___ Extracted material ___

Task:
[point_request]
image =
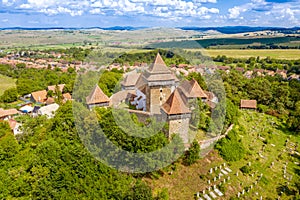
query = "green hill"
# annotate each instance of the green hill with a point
(264, 139)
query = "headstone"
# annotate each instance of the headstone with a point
(227, 169)
(213, 195)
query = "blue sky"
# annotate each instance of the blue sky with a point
(149, 13)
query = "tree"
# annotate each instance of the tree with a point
(193, 154)
(230, 148)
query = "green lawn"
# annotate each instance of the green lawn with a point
(6, 83)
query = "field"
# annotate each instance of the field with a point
(289, 54)
(6, 83)
(267, 153)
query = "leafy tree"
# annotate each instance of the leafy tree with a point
(9, 95)
(193, 154)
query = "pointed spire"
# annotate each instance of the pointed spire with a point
(196, 90)
(97, 96)
(192, 89)
(175, 105)
(159, 66)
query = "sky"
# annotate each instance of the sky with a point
(149, 13)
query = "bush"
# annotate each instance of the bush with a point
(245, 169)
(193, 154)
(230, 148)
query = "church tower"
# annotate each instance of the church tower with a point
(160, 83)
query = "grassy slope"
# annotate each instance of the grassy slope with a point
(289, 54)
(6, 83)
(185, 181)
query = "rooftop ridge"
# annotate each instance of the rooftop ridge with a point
(175, 104)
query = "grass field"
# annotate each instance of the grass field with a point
(6, 83)
(289, 54)
(184, 182)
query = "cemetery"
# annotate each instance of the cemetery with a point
(267, 170)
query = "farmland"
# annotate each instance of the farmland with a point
(288, 54)
(6, 83)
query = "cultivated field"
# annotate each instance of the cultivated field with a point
(6, 83)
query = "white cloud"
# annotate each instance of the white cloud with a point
(8, 2)
(206, 1)
(234, 12)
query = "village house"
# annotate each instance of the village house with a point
(48, 110)
(39, 96)
(97, 98)
(15, 127)
(8, 114)
(156, 92)
(53, 87)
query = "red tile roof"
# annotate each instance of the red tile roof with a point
(60, 86)
(192, 89)
(10, 112)
(175, 105)
(39, 96)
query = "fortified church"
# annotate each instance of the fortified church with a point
(155, 92)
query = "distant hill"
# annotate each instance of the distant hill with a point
(241, 29)
(271, 43)
(224, 30)
(114, 28)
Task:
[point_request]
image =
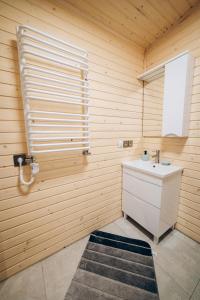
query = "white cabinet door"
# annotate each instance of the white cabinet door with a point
(145, 214)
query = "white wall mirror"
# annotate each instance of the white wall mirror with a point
(153, 107)
(167, 96)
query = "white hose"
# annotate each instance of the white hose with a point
(21, 174)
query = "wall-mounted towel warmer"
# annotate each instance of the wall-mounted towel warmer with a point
(54, 88)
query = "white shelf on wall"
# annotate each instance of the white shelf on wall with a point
(55, 92)
(158, 71)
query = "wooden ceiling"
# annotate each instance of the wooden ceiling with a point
(140, 21)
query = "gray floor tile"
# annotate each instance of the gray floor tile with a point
(113, 228)
(59, 269)
(177, 260)
(168, 288)
(25, 285)
(196, 293)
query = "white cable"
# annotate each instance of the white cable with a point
(34, 171)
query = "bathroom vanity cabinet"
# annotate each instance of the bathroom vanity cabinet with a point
(151, 195)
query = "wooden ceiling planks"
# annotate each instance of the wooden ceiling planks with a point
(139, 21)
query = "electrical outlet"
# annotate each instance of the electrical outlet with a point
(26, 160)
(15, 159)
(125, 144)
(130, 143)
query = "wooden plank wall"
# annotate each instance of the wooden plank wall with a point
(73, 195)
(183, 151)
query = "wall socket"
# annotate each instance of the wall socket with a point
(125, 143)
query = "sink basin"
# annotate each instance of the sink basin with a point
(149, 167)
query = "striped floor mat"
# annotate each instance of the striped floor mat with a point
(114, 267)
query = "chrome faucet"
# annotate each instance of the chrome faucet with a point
(157, 157)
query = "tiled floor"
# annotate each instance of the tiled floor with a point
(177, 263)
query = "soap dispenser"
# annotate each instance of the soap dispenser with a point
(145, 156)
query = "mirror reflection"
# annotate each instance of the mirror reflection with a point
(153, 107)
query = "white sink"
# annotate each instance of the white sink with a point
(149, 167)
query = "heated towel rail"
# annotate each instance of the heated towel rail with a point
(55, 91)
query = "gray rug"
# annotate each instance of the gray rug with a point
(114, 267)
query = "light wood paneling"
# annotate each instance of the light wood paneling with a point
(139, 21)
(184, 151)
(73, 195)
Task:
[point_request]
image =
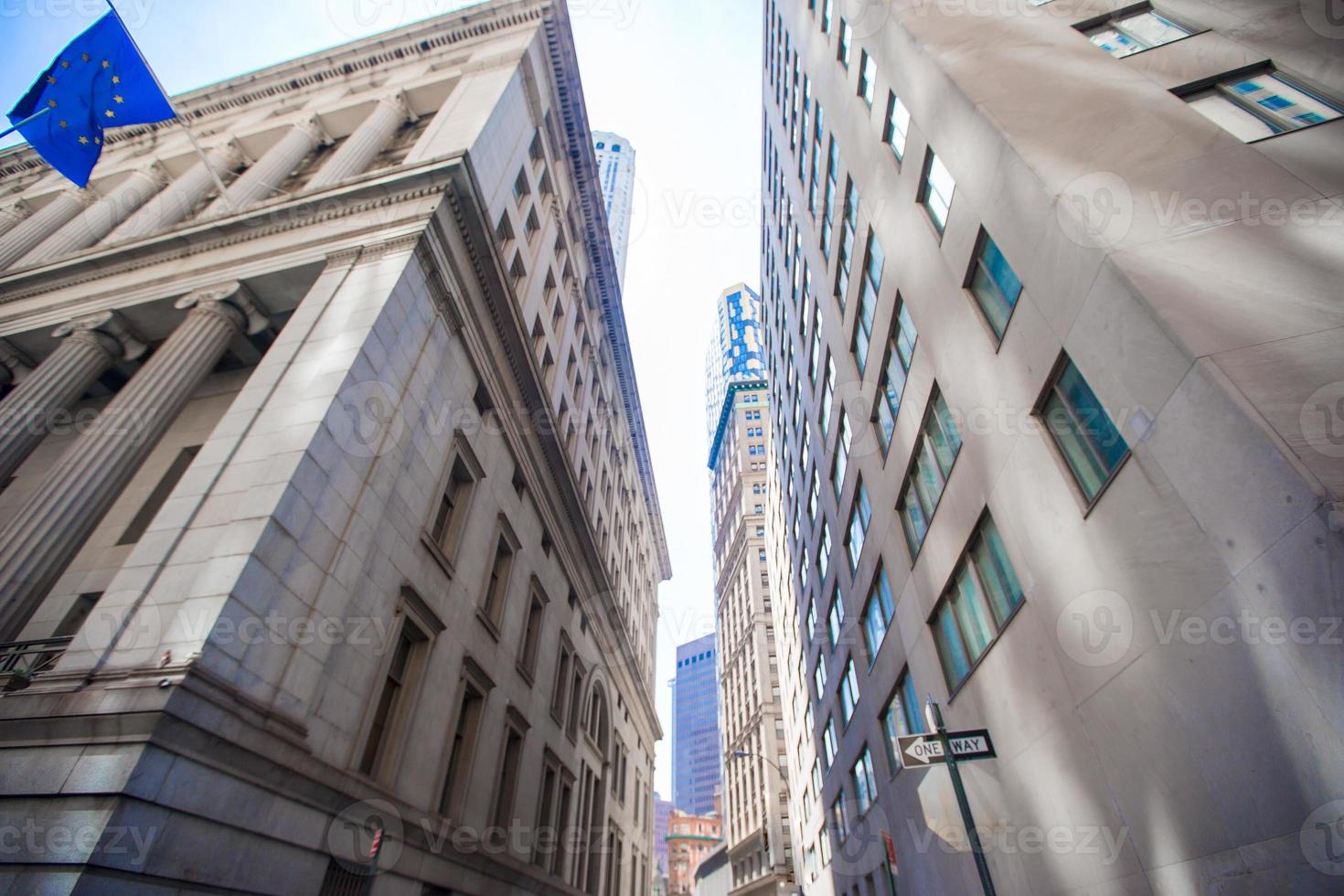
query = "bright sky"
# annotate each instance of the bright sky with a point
(680, 80)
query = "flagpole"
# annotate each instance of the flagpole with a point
(219, 183)
(26, 121)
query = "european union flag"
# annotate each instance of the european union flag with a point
(99, 80)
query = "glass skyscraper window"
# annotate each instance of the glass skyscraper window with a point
(1135, 31)
(1261, 105)
(995, 283)
(935, 189)
(1083, 430)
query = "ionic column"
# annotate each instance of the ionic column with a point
(271, 171)
(42, 223)
(12, 215)
(37, 543)
(99, 219)
(180, 197)
(89, 346)
(369, 139)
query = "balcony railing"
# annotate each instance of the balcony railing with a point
(22, 661)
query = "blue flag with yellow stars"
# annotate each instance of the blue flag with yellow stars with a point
(99, 80)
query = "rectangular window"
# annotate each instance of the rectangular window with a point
(898, 125)
(1137, 28)
(1083, 430)
(901, 718)
(901, 351)
(994, 283)
(877, 614)
(867, 77)
(1261, 103)
(864, 782)
(983, 597)
(848, 692)
(937, 449)
(872, 265)
(159, 496)
(859, 518)
(935, 189)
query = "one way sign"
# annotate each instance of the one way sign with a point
(920, 752)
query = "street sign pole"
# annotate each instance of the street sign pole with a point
(968, 819)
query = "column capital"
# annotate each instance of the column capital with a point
(108, 329)
(235, 297)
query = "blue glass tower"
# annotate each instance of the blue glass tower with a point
(697, 773)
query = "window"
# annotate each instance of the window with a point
(935, 191)
(867, 300)
(867, 77)
(864, 782)
(1083, 430)
(898, 125)
(454, 504)
(1135, 30)
(1261, 103)
(994, 283)
(461, 752)
(159, 496)
(877, 614)
(980, 601)
(392, 703)
(496, 584)
(901, 718)
(901, 351)
(859, 518)
(848, 693)
(532, 635)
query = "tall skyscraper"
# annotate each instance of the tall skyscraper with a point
(331, 551)
(615, 174)
(1057, 395)
(755, 787)
(735, 352)
(697, 772)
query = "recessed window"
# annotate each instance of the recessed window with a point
(935, 452)
(983, 597)
(1263, 103)
(1083, 430)
(994, 283)
(898, 125)
(867, 77)
(878, 614)
(901, 351)
(935, 189)
(1135, 30)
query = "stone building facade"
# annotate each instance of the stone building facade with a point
(1054, 357)
(328, 520)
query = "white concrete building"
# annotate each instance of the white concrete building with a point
(326, 509)
(615, 172)
(1052, 311)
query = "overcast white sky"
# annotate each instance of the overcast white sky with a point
(680, 80)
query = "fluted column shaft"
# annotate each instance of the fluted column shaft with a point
(46, 220)
(362, 146)
(48, 529)
(83, 355)
(271, 171)
(179, 197)
(99, 219)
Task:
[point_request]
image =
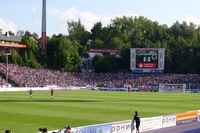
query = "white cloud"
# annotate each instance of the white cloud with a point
(7, 25)
(189, 18)
(88, 19)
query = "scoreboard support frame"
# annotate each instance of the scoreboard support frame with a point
(158, 65)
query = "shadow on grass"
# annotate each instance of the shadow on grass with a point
(43, 100)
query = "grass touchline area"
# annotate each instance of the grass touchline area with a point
(78, 108)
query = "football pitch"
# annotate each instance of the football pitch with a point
(79, 108)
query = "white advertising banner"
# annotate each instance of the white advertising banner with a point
(152, 123)
(169, 121)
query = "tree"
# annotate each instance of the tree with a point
(62, 53)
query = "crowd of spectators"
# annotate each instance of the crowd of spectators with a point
(25, 76)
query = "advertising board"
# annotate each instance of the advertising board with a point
(186, 117)
(169, 121)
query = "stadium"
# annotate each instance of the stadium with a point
(94, 81)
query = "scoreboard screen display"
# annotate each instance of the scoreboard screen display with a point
(147, 59)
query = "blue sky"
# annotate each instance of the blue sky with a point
(26, 14)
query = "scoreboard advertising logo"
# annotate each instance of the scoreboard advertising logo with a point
(147, 59)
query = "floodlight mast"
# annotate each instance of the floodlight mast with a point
(43, 41)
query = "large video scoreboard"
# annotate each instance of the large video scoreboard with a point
(147, 60)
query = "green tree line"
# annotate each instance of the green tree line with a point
(65, 52)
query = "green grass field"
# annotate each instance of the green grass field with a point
(78, 108)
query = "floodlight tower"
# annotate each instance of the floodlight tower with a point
(43, 41)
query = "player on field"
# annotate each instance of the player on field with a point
(52, 92)
(30, 93)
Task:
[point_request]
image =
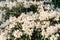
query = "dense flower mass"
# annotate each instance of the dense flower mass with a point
(29, 20)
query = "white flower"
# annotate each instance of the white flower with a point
(53, 37)
(26, 4)
(17, 34)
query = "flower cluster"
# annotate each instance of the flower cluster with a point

___

— Problem to solve —
Pick out every line of the material above that contains the string "wooden", matching case exactly, and copy each one in full.

— Result below —
query = "wooden ceiling"
# annotate each instance of the wooden ceiling with a point
query = "wooden ceiling planks"
# annotate each instance of the wooden ceiling planks with a point
query = "wooden plank wall"
# annotate each instance of the wooden plank wall with a point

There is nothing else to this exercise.